_Job_
Could you pick up the Boeing vs. Airbus stock comparison article after its final sentence and keep writing it?

_Given passage_
_ _ _

Better Buy: Boeing vs. Airbus

NYSE: BA | Boeing Co. News, Ratings, and Charts

BA – The reassessment in increase in defense spending by several countries amid current geopolitical tensions should benefit the aerospace and defense industry. Therefore, Boeing (BA) and Airbus (EADSY) could be worth watching. But the stocks of which of these stocks is a better buy now? Read more to learn our view.

The Boeing Company (BA) in Chicago and Airbus SE (EADSY) are two prominent players in the aerospace and defense industry. BA designs, manufactures, and sells commercial jetliners, military aircraft, satellites, missile defense systems, human space flight, and launch systems and services worldwide. It operates through four segments—Commercial Airplanes (BCA); Defense, Space & Security (BDS); Global Services (BGS); and Boeing Capital (BCC). In comparison, based in the Netherlands, EADSY designs, manufactures, and delivers aerospace products, services, and solutions worldwide. It operates through three segments: Airbus; Airbus Helicopters; and Airbus Defense and Space.

Increasing U.S. military aid for Ukraine bodes well for the aerospace and defense industry. Furthermore, fears of attacks from Russia are causing several countries to reassess their defense budgets, which should result in several new contracts for aerospace and defense companies. Unfortunately, losing orders from Russia, a prime customer in the aerospace and defense industry, has caused some defense companies to suffer a slight decline in sales during the first quarter. However, efforts to increase domestic security have helped defense stocks escape the market sell-off lately.

Investor optimism in this space is evident in the Invesco Aerospace & Defense ETF’s (PPA) 6.3% gains over the past six months versus the SPDR S&P 500 Trust ETF’s (SPY) 8.8% loss. The global aerospace and defense market is expected to grow at a 2.5% CAGR to $49.68 billion by 2026. Therefore, both BA and EADSY should benefit. While BA’s stock has declined 5.5% in price over the past month, EADSY surged 8%. EADSY is a clear winner with 3.4% gains over the past six months versus BA’s 30.6% loss. But which of these stocks is a better pick now? Let’s find out.

_ _ _

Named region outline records
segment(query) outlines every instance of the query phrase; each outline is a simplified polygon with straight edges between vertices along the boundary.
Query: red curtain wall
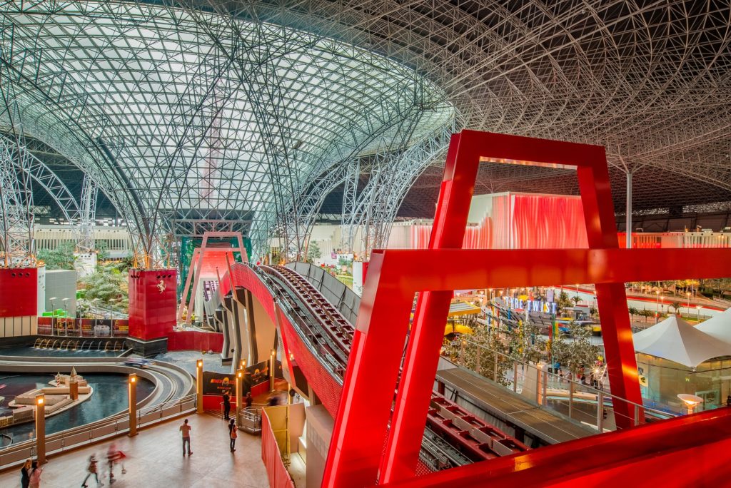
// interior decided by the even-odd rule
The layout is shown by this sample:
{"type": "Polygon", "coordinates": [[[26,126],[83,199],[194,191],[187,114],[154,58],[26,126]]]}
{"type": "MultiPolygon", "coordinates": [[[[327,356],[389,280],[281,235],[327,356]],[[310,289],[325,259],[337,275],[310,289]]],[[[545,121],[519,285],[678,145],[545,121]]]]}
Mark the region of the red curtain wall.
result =
{"type": "MultiPolygon", "coordinates": [[[[411,228],[412,249],[426,249],[431,226],[411,228]]],[[[502,194],[492,197],[485,218],[467,227],[465,249],[587,248],[578,197],[502,194]]]]}

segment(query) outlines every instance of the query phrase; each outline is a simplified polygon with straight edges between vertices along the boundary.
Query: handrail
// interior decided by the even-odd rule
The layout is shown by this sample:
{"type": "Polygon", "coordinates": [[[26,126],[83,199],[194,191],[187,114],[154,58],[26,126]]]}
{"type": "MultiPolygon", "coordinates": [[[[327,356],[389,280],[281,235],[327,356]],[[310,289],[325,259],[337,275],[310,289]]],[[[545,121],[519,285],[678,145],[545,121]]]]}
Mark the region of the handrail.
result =
{"type": "MultiPolygon", "coordinates": [[[[536,372],[537,372],[537,374],[543,375],[544,377],[546,378],[550,377],[550,378],[553,378],[555,380],[557,379],[559,383],[564,383],[565,382],[567,384],[573,384],[573,385],[575,385],[576,386],[578,386],[579,389],[580,389],[580,389],[583,389],[584,391],[586,391],[586,392],[588,392],[588,393],[593,394],[596,395],[596,397],[597,398],[597,402],[599,401],[599,397],[601,397],[602,398],[602,402],[601,403],[603,403],[604,401],[605,401],[605,399],[607,397],[610,397],[612,399],[613,403],[614,403],[614,400],[616,400],[618,402],[622,402],[622,403],[626,403],[627,405],[632,405],[632,406],[634,406],[635,411],[635,419],[633,419],[633,420],[635,422],[635,424],[637,424],[638,422],[638,415],[637,415],[637,413],[640,411],[649,412],[649,413],[654,413],[654,415],[656,415],[656,416],[659,416],[661,418],[667,417],[668,415],[677,415],[677,413],[675,413],[675,412],[662,411],[660,411],[660,410],[652,408],[651,407],[645,406],[644,405],[640,405],[640,404],[637,403],[635,402],[632,402],[631,400],[627,400],[626,398],[622,398],[621,397],[618,397],[618,396],[617,396],[616,394],[613,394],[610,392],[608,392],[608,391],[606,391],[606,390],[604,390],[604,389],[601,389],[594,388],[594,386],[591,386],[591,385],[587,385],[587,384],[584,384],[580,383],[578,381],[576,381],[575,380],[571,379],[569,377],[561,377],[561,376],[556,374],[554,373],[549,373],[547,370],[543,370],[542,368],[539,368],[535,365],[531,365],[529,362],[526,362],[523,361],[521,359],[512,357],[511,357],[511,356],[510,356],[508,354],[505,354],[501,353],[500,351],[495,351],[494,349],[488,348],[488,347],[487,347],[485,346],[483,346],[482,344],[478,344],[477,343],[472,342],[471,340],[469,340],[466,338],[462,338],[461,340],[463,341],[464,341],[465,343],[468,343],[468,344],[470,344],[470,345],[474,346],[475,347],[477,347],[477,348],[482,348],[482,349],[485,349],[485,350],[489,351],[491,353],[492,353],[493,354],[499,354],[499,355],[500,355],[500,356],[501,356],[503,357],[505,357],[507,359],[509,359],[510,361],[514,363],[514,365],[520,365],[523,367],[527,367],[527,368],[529,368],[529,369],[532,368],[532,369],[534,369],[534,370],[536,370],[536,372]],[[641,409],[641,410],[640,410],[640,409],[641,409]]],[[[517,376],[517,369],[516,369],[516,373],[515,373],[514,376],[517,376]]],[[[513,385],[514,391],[515,390],[516,386],[517,386],[517,385],[515,384],[515,380],[514,380],[514,385],[513,385]]],[[[545,405],[542,405],[542,406],[545,406],[545,405]]]]}

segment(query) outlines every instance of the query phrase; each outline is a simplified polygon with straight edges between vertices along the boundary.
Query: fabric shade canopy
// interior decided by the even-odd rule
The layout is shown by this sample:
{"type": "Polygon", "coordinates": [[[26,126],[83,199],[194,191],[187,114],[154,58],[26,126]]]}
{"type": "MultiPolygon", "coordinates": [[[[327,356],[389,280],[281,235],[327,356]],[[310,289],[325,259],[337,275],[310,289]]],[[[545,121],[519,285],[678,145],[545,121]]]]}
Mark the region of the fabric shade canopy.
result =
{"type": "Polygon", "coordinates": [[[713,316],[696,329],[716,339],[731,343],[731,308],[713,316]]]}
{"type": "Polygon", "coordinates": [[[719,356],[731,356],[731,343],[719,340],[677,316],[632,335],[635,350],[695,367],[719,356]]]}

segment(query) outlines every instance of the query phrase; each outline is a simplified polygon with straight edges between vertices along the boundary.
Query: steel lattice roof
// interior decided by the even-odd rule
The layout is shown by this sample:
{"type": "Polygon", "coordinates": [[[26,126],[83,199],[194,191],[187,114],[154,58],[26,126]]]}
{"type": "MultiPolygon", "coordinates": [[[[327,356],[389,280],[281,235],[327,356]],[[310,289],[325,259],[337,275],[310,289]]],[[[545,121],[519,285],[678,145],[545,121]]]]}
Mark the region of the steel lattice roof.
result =
{"type": "MultiPolygon", "coordinates": [[[[323,161],[393,144],[395,121],[418,119],[414,141],[451,107],[470,129],[605,146],[618,211],[627,171],[637,208],[731,197],[727,1],[18,4],[0,9],[4,81],[23,75],[10,95],[33,113],[29,132],[103,162],[102,187],[123,211],[135,205],[112,160],[145,207],[265,211],[254,202],[276,199],[273,181],[306,186],[323,161]]],[[[433,212],[439,172],[417,180],[406,213],[433,212]]],[[[570,193],[573,178],[488,168],[477,191],[570,193]]]]}

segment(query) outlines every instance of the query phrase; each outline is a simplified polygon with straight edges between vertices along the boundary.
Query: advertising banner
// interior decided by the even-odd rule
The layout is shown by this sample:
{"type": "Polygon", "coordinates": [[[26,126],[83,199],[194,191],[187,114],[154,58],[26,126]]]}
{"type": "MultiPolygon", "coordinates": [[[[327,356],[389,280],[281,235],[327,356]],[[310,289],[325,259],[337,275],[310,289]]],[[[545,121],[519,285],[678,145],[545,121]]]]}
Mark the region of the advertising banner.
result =
{"type": "MultiPolygon", "coordinates": [[[[281,369],[280,366],[280,369],[281,369]]],[[[269,362],[253,365],[246,368],[243,377],[243,394],[251,390],[251,386],[269,381],[269,362]]],[[[222,395],[228,392],[235,394],[236,375],[232,373],[203,371],[203,394],[222,395]]]]}

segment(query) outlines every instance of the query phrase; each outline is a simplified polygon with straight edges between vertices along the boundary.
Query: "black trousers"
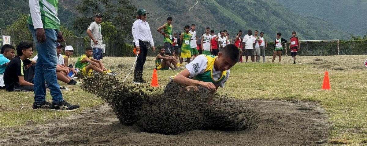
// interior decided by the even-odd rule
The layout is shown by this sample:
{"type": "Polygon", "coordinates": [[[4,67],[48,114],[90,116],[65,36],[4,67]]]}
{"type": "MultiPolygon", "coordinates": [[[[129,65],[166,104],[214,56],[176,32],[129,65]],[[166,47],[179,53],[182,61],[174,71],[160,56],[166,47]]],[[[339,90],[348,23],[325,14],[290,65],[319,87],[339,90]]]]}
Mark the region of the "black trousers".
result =
{"type": "MultiPolygon", "coordinates": [[[[140,54],[137,59],[137,65],[134,70],[134,81],[143,81],[143,68],[146,60],[146,55],[148,52],[148,47],[143,41],[139,40],[139,47],[140,47],[140,54]]],[[[134,48],[136,46],[134,44],[134,48]]]]}

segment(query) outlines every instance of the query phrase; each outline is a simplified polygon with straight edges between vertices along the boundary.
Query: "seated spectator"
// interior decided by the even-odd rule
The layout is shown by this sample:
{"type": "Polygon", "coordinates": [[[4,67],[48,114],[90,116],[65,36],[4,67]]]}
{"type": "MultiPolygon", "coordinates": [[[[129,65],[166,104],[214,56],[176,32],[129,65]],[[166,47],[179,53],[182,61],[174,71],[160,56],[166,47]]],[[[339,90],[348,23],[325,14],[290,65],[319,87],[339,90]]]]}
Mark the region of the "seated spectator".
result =
{"type": "Polygon", "coordinates": [[[170,68],[172,70],[177,70],[178,68],[174,68],[172,64],[177,64],[175,62],[174,58],[168,55],[164,54],[164,48],[161,48],[159,53],[156,57],[156,69],[157,70],[167,70],[170,68]]]}
{"type": "Polygon", "coordinates": [[[93,70],[97,72],[111,76],[116,76],[119,73],[111,72],[103,65],[102,61],[92,58],[93,49],[89,46],[86,49],[86,54],[78,58],[75,63],[75,67],[81,71],[82,74],[84,76],[91,75],[93,70]]]}
{"type": "Polygon", "coordinates": [[[0,54],[0,89],[5,86],[4,83],[4,72],[10,60],[15,56],[15,49],[10,45],[4,45],[1,47],[0,54]]]}
{"type": "MultiPolygon", "coordinates": [[[[65,47],[65,55],[62,55],[62,57],[64,58],[64,64],[65,65],[70,67],[70,66],[71,65],[73,66],[72,64],[70,64],[68,65],[69,63],[69,58],[70,58],[71,55],[73,55],[73,53],[74,52],[74,49],[73,48],[73,47],[71,46],[67,46],[66,47],[65,47]]],[[[71,67],[71,68],[73,68],[71,67]]]]}
{"type": "Polygon", "coordinates": [[[17,46],[17,55],[9,62],[4,73],[5,88],[8,91],[33,91],[33,84],[24,79],[24,66],[32,63],[29,58],[33,54],[33,44],[25,42],[17,46]]]}

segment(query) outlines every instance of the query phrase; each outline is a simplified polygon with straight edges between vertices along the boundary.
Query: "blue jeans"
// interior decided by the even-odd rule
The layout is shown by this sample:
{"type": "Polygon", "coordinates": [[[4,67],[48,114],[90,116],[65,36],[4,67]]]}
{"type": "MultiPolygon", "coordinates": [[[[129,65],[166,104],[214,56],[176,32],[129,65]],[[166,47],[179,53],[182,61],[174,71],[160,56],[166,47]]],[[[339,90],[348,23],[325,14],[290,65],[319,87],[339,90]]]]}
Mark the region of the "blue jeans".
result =
{"type": "Polygon", "coordinates": [[[34,69],[33,78],[34,90],[34,102],[42,103],[46,101],[46,87],[47,82],[53,103],[62,101],[62,94],[57,82],[56,76],[56,65],[57,56],[56,53],[56,40],[58,30],[45,29],[46,41],[40,43],[37,41],[36,29],[33,26],[29,25],[29,30],[36,44],[38,53],[38,59],[34,69]]]}
{"type": "Polygon", "coordinates": [[[99,60],[102,56],[102,49],[98,48],[93,48],[93,58],[97,60],[99,60]]]}

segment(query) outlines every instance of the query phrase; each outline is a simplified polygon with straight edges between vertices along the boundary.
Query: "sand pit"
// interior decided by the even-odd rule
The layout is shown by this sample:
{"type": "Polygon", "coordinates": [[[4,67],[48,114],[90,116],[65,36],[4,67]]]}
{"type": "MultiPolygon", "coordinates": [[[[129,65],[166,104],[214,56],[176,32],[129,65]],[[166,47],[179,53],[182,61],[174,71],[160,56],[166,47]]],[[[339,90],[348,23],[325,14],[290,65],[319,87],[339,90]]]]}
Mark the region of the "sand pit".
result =
{"type": "Polygon", "coordinates": [[[105,104],[43,125],[7,129],[0,139],[10,146],[313,146],[328,143],[330,126],[319,105],[294,101],[241,100],[259,114],[258,127],[248,131],[194,130],[178,135],[142,132],[121,124],[105,104]]]}

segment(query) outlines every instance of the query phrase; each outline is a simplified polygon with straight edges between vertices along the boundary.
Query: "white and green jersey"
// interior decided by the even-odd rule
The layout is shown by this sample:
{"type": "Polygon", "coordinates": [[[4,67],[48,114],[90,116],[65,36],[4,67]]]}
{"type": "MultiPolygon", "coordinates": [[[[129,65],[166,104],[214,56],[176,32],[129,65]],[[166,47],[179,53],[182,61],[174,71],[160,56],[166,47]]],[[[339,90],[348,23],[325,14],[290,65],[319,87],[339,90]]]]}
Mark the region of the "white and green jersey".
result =
{"type": "Polygon", "coordinates": [[[211,39],[211,35],[206,34],[203,35],[204,39],[203,40],[203,48],[205,51],[210,51],[210,46],[211,43],[210,43],[210,40],[211,39]]]}
{"type": "Polygon", "coordinates": [[[58,0],[29,0],[30,15],[27,22],[34,29],[59,30],[60,20],[57,18],[58,0]]]}

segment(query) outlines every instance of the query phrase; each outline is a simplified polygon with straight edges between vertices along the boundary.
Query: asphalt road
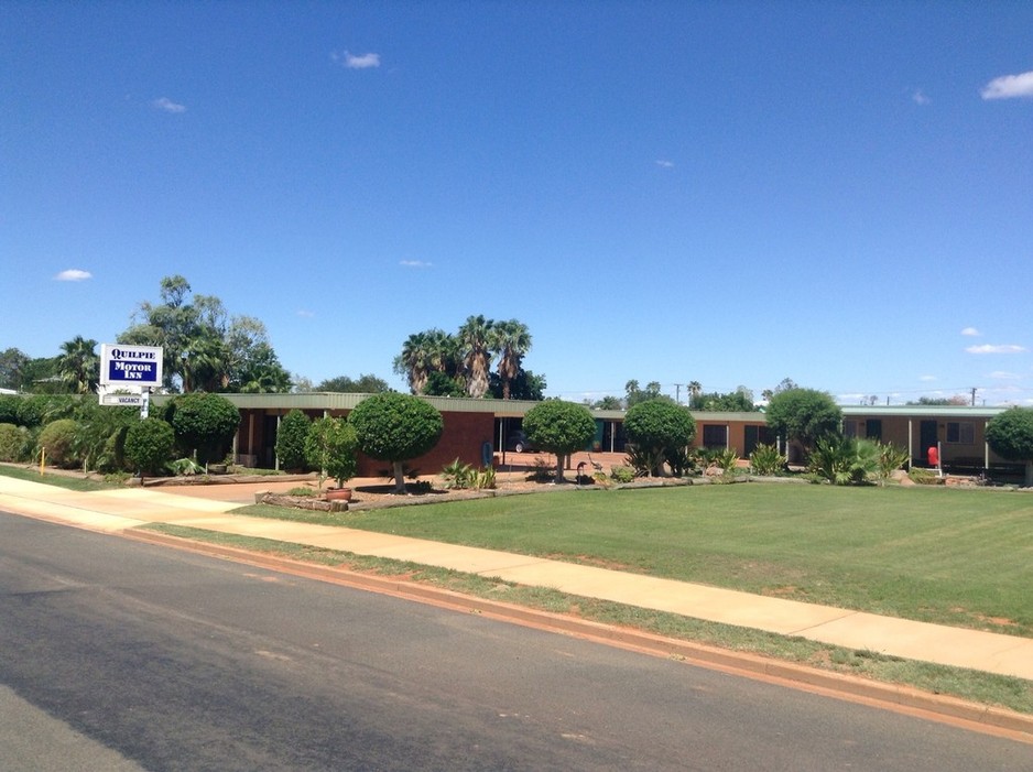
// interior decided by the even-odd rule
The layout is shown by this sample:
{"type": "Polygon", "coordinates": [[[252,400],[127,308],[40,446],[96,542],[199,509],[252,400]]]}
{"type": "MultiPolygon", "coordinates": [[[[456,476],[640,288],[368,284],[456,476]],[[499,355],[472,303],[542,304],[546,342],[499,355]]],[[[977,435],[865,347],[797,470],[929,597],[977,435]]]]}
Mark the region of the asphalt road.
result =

_ _ _

_Reply_
Latest Developments

On June 1, 2022, BA and several Canadian industry partners, including CAE, GE Aviation Canada, IMP Aerospace & Defence, KF Aerospace, Honeywell Aerospace Canada, and Raytheon Canada, announced their collaboration to offer BA’s P-8A Poseidon for the Canadian Multi-Mission Aircraft (CMMA) requirement. This should improve Canada’s capability to defend its northern and maritime borders while ensuring interoperability with NORAD and NATO allies. It can also operate on a 50% blend of sustainable aviation fuel and offer advanced anti-submarine warfare, anti-surface warfare, intelligence, surveillance, reconnaissance, and search and rescue capability. This should allow BA to nurture its long-standing relationship with the Royal Canadian Air Force.

On June 1, 2022, EADSY’s Airbus Helicopters segment in Japan and Japan-based airline operator Nakanihon Air (NNK) jointly conducted a 30-minute flight with NNK’s twin-engine, heavy-lift H215 helicopter, achieving the nation’s first sustainable aviation fuel (SAF) helicopter flight. It is fueled with 600 liters of SUSTEO 10, a renewable jet fuel that contains 10% SAF mixed with Jet A-1 and produced by Euglena, Japan’s first biofuel manufacturer. This SAF-powered flight is an important step for the companies’ shared vision of reducing CO2 emissions.

Recent Financial Results

BA’s revenues for its fiscal 2022 first quarter, ended March 31, 2022, decreased 8.1% year-over-year to $13.99 billion. The company’s non-GAAP operating loss came in at $1.17 billion, representing a 311.3% rise from its year-ago period. While its net loss increased 127% year-over-year to $675 million, its non-GAAP loss per share grew 20.6% to $2.75. As of March 31, 2022, the company had $7.41 billion in cash and equivalents.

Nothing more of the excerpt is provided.